Listed entries:

===============

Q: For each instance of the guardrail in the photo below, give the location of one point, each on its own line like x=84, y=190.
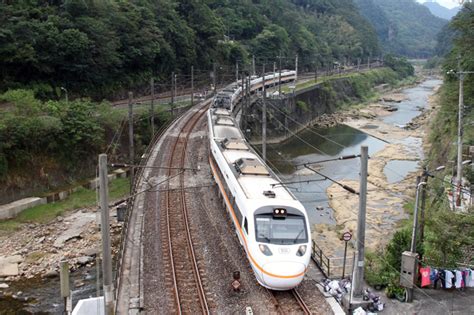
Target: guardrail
x=331, y=267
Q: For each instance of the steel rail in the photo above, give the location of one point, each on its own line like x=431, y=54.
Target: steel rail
x=301, y=302
x=179, y=140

===============

What is being asked: Set down, unchanged, every line of the material from the one containing "Q: For each instance of the steel" through the end, both included.

Answer to this task:
Q: For each instance of the steel rail in the photo above, give the location of one point, each on its own line like x=431, y=54.
Target: steel rail
x=301, y=302
x=179, y=140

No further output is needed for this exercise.